» **DATASET EXCERPTS**:
>>>
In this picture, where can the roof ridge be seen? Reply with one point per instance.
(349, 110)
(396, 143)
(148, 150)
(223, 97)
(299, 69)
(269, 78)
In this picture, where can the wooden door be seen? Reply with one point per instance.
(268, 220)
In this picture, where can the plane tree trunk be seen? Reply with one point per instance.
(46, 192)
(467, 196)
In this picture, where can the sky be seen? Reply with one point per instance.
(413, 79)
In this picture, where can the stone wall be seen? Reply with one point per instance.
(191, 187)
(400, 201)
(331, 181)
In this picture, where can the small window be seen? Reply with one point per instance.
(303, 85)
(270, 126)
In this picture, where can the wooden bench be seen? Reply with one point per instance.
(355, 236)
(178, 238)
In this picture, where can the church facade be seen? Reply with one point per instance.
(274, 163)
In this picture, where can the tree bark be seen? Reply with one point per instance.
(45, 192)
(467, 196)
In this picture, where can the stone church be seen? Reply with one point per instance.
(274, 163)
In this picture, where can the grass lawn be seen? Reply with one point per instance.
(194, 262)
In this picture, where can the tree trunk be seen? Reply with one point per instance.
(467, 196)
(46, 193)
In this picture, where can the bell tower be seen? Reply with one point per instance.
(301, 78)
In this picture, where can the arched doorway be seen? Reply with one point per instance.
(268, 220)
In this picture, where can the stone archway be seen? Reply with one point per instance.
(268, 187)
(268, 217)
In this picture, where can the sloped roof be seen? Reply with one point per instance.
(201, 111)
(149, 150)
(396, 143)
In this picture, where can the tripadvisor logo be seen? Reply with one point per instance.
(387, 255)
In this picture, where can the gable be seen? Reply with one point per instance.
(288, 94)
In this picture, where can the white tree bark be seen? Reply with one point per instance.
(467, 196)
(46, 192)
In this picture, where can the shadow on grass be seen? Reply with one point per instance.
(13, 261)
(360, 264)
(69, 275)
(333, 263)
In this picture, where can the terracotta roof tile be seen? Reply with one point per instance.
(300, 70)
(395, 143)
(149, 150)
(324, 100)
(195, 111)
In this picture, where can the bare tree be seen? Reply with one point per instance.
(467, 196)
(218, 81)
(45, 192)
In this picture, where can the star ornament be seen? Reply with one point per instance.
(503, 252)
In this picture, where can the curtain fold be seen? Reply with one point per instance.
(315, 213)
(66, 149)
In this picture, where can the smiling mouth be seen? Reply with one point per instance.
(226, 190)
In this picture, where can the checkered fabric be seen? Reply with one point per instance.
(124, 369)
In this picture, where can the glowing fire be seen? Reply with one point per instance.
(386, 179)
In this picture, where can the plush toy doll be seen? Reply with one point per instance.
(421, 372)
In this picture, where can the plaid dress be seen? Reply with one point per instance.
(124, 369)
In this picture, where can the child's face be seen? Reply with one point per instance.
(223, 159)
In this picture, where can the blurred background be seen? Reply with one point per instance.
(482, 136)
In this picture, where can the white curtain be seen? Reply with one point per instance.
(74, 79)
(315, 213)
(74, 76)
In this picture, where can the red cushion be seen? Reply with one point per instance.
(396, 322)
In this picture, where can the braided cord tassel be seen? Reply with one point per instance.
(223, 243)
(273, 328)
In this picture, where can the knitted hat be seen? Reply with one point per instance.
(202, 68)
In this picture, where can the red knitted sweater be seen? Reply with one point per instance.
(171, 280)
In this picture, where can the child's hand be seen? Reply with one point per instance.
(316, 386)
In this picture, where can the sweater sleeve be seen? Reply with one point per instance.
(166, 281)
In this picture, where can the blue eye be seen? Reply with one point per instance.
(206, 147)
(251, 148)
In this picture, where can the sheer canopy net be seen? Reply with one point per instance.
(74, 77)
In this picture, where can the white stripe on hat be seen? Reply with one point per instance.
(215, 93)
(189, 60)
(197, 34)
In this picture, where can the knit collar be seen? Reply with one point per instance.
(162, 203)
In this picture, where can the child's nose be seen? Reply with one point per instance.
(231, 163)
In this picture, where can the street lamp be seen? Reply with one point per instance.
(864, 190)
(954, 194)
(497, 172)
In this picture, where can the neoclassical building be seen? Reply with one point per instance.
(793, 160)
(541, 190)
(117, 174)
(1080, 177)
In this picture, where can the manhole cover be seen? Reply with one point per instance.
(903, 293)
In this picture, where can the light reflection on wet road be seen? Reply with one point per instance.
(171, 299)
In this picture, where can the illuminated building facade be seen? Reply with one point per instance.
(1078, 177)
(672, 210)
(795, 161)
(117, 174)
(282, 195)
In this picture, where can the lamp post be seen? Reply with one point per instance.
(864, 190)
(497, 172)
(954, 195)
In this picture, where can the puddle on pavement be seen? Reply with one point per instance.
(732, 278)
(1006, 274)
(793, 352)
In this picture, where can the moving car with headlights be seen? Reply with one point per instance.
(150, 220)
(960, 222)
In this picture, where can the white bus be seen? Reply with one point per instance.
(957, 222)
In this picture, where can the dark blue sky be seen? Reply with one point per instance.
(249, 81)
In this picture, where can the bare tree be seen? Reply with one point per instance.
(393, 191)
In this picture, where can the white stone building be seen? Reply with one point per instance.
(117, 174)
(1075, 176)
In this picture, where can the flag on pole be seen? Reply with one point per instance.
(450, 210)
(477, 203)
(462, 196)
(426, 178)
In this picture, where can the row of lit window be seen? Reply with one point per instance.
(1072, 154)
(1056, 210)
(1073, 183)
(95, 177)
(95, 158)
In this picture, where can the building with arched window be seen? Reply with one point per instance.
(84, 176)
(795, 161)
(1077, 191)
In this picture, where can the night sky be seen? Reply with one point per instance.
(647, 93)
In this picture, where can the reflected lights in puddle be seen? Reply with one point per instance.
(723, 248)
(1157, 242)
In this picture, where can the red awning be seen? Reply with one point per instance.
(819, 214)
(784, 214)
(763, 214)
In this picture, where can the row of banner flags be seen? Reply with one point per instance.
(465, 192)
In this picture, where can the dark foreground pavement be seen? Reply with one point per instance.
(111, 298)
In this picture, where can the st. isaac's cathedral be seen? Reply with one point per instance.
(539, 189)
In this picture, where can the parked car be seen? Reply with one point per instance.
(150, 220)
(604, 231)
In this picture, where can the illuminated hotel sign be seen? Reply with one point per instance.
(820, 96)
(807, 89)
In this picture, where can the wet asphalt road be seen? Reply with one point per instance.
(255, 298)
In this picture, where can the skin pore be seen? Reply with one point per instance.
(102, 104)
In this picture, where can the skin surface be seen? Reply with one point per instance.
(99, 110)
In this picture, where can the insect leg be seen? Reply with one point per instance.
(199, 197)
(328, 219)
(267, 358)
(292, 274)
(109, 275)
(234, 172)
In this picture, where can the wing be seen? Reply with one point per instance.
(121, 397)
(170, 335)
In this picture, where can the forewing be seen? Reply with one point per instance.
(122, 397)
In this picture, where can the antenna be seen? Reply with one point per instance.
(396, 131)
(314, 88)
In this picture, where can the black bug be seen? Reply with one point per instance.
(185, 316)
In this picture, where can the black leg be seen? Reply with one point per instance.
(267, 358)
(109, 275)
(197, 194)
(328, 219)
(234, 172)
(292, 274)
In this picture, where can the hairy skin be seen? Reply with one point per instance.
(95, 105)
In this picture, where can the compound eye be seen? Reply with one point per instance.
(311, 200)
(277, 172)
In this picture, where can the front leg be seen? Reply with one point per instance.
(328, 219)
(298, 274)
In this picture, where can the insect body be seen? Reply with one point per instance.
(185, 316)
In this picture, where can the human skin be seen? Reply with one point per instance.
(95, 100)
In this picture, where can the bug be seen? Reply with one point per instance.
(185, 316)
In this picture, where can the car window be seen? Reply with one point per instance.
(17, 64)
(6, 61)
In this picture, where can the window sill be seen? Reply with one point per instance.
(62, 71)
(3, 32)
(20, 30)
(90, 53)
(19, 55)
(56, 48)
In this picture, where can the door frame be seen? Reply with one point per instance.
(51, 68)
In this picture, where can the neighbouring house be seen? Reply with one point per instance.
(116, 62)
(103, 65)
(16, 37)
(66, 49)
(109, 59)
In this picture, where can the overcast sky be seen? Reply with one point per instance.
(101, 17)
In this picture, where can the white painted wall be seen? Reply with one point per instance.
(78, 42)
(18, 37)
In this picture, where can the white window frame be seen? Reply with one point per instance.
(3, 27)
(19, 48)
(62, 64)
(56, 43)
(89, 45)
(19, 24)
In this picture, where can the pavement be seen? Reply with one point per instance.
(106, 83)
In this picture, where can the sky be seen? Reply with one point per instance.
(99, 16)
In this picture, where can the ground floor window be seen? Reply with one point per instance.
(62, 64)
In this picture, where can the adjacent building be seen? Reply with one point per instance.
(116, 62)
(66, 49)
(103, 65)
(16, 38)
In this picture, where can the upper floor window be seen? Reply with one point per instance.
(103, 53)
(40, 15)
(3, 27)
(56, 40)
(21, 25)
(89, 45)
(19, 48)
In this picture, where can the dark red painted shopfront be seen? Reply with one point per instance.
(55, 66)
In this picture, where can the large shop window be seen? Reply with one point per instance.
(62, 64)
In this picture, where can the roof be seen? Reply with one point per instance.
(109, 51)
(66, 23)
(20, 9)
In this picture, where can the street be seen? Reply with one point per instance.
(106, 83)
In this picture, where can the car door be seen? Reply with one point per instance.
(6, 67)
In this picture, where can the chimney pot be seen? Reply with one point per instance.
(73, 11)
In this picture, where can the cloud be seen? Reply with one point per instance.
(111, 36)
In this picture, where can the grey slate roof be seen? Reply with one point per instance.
<<<
» **EXERCISE DESCRIPTION**: The response must contain exactly the lines from the one with "In this picture, where can the roof be" through the last line of the material above, both ends included, and no others.

» **RESPONSE AREA**:
In this picture, where can the roof be seen? Reply with one point per instance.
(109, 51)
(66, 23)
(20, 9)
In this picture, where can the street be seen? Reply with one point per instance.
(106, 83)
In this picture, where can the car door be seen? Reply with one point per instance.
(6, 67)
In this picture, where can the chimney pot be seen? Reply with one point per instance.
(73, 11)
In this picture, where can the cloud be seen? Reply with one point per instance.
(111, 36)
In this picture, where can the grey slate roof be seen? Reply with one point per instance.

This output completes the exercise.